Reproduce word for word, from the entries below, the line with "positive clicks: (210, 104)", the line with "37L194 53L200 134L213", and every line between them, and nothing more.

(Saved entries)
_____

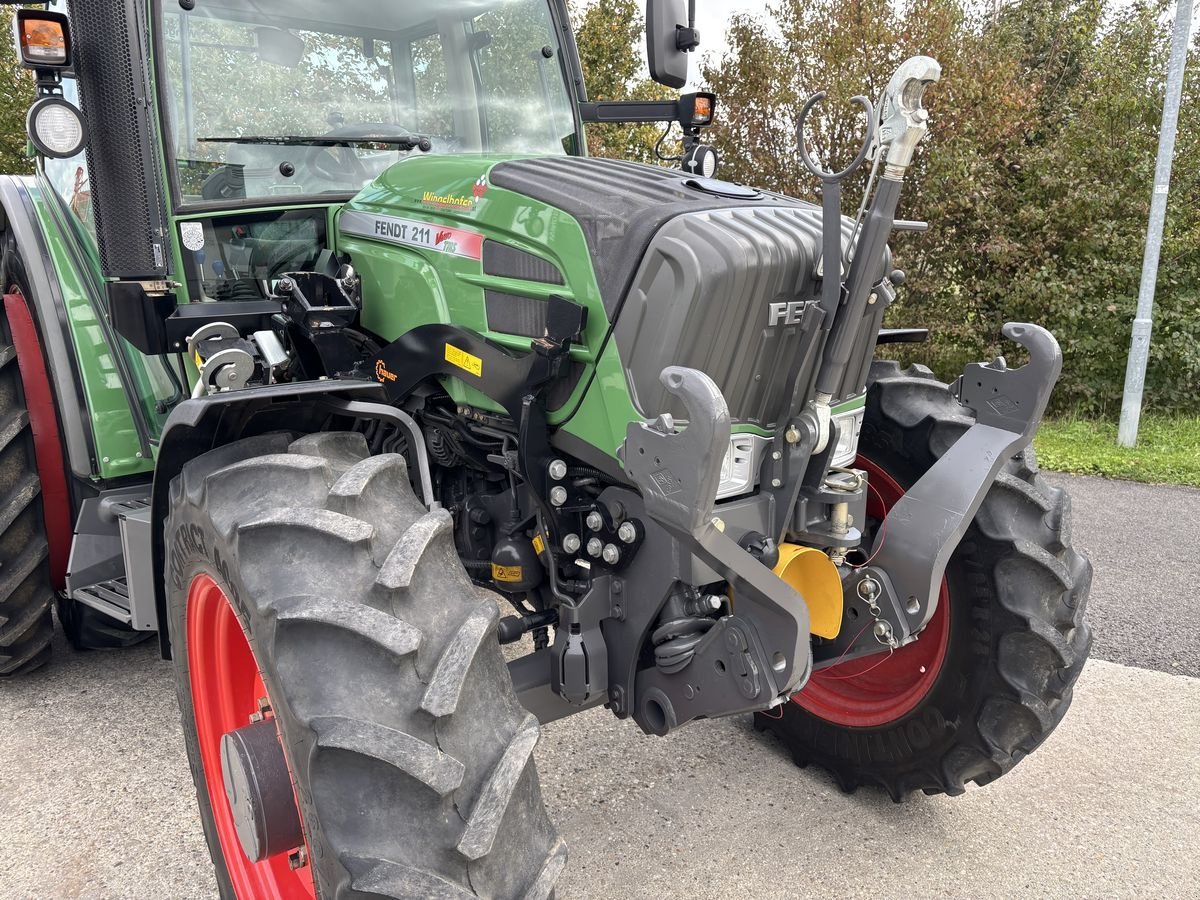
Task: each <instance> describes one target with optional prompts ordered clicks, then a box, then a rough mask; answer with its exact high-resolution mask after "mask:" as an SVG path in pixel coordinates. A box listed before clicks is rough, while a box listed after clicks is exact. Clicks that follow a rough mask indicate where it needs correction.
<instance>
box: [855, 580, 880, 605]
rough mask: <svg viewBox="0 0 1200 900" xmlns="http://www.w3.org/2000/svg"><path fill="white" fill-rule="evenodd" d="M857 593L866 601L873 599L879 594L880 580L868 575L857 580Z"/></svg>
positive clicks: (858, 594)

_____

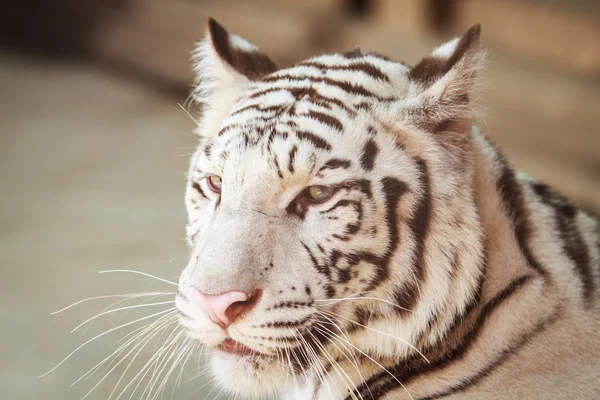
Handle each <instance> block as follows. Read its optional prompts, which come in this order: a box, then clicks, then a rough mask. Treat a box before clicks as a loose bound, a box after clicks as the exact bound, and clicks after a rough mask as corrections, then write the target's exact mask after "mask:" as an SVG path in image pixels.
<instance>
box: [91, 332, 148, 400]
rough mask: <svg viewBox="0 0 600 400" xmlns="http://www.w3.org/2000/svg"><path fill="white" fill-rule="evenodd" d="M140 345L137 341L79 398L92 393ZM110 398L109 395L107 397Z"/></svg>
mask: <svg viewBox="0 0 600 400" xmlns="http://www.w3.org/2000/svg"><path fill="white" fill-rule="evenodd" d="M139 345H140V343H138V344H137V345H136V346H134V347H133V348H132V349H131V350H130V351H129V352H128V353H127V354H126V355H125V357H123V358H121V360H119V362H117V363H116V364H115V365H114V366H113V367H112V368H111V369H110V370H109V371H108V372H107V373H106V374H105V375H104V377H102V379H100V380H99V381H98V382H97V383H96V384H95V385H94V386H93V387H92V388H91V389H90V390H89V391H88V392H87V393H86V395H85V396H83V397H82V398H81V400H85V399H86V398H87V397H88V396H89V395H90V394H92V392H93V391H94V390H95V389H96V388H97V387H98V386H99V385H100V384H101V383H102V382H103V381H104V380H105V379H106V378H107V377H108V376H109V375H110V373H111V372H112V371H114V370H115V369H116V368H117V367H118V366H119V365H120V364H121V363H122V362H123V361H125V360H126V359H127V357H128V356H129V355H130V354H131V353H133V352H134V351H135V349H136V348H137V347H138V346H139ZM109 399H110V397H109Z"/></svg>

_____

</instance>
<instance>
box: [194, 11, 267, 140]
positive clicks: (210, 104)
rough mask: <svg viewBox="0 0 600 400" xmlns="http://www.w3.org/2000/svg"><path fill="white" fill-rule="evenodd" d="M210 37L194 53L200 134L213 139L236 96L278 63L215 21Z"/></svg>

_____

Task solution
positive clicks: (210, 104)
rough mask: <svg viewBox="0 0 600 400" xmlns="http://www.w3.org/2000/svg"><path fill="white" fill-rule="evenodd" d="M210 37L194 53L200 134L213 139L236 96L278 63L215 21Z"/></svg>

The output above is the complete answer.